== Exercise objective ==
Run through the data and copy out every line that mentions the word "dried".

== Data for analysis ==
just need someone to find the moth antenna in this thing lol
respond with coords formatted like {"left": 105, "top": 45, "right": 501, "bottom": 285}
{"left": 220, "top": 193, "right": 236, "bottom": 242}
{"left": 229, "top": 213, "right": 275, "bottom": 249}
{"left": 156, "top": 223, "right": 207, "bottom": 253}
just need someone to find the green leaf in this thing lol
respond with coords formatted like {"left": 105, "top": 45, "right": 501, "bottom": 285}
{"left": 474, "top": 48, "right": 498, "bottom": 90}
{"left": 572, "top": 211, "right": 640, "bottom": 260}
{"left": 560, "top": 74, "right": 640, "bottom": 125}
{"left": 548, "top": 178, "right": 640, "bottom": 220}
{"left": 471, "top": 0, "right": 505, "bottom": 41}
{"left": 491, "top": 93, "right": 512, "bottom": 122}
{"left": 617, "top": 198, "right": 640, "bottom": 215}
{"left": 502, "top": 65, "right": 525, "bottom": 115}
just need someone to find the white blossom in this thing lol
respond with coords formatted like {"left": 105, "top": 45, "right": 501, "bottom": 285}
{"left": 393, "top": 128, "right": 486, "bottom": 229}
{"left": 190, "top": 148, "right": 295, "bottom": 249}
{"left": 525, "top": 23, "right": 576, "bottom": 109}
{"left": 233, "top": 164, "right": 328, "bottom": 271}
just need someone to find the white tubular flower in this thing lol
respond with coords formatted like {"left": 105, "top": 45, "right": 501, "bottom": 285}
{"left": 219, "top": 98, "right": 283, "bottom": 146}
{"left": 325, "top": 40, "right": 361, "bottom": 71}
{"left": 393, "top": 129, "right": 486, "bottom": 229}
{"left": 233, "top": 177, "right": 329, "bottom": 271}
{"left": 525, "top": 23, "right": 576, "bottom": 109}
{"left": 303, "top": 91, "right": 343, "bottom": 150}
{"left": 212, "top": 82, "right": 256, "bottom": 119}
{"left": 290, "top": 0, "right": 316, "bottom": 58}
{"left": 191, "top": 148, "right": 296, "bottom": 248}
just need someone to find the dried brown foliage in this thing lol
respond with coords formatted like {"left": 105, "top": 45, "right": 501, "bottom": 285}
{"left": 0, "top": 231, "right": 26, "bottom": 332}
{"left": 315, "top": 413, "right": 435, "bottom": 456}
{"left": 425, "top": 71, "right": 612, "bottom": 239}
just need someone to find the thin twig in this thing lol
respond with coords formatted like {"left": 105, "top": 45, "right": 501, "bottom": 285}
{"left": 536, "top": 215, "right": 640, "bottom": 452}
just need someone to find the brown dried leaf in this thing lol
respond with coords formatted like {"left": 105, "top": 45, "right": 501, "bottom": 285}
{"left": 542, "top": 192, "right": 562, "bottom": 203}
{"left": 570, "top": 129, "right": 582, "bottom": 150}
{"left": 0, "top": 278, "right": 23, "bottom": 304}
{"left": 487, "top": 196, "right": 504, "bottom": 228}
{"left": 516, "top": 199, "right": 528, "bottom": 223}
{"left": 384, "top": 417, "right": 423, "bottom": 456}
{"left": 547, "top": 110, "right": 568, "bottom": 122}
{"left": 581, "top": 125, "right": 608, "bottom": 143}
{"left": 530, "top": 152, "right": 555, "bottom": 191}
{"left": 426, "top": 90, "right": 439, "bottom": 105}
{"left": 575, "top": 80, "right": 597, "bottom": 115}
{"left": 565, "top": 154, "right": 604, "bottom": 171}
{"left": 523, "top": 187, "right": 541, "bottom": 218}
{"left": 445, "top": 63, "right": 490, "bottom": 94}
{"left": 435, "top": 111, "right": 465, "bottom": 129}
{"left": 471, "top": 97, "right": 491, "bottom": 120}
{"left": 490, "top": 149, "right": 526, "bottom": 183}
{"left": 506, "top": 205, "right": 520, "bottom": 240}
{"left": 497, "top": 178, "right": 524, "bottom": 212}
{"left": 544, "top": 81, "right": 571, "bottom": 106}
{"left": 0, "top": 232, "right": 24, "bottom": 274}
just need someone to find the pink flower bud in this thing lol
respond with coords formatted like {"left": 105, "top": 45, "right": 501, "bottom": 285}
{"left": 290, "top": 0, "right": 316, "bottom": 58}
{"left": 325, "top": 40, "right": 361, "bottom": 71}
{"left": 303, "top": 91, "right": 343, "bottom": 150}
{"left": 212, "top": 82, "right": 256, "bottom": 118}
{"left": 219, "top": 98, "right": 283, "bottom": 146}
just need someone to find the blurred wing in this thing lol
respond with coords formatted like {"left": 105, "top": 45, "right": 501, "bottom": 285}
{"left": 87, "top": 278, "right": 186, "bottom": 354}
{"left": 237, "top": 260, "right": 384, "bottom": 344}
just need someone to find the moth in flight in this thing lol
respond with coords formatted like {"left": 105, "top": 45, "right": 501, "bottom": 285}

== Written response ==
just need someone to find the dried brown foliage in this thing lol
just need someone to find the brown dried leaf in this thing lol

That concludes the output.